[Begin]

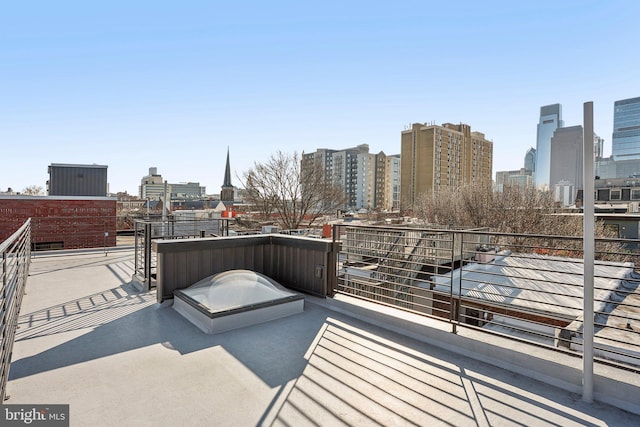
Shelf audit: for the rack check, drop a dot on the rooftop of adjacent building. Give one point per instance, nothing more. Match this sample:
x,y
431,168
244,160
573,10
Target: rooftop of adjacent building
x,y
90,339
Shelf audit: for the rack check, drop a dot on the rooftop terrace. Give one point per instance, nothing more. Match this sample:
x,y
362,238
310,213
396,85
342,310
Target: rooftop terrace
x,y
90,339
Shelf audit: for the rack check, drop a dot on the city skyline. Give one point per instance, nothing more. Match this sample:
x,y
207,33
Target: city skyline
x,y
172,86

[End]

> [Problem statement] Reproduce every item above word for word, including all text lines, and leave out the pictures.

> [Finished exercise]
Shelf audit: for the rack check, drop a dot on the rooftop of adjacent building. Give one point per instance, nothing more. Match this sample:
x,y
431,168
244,160
573,10
Target: rooftop of adjacent building
x,y
90,339
Shelf audit: for the rack check, drop a dot on the rooftop terrace. Give one point per instance, nothing more. Match this sample:
x,y
362,238
310,213
396,85
342,310
Target: rooftop terrace
x,y
90,339
Shelf audit: for the rack check, drop a dot on the city skyline. Give one point per instance, nothing more. Match this sample:
x,y
207,33
Target: city skyline
x,y
172,86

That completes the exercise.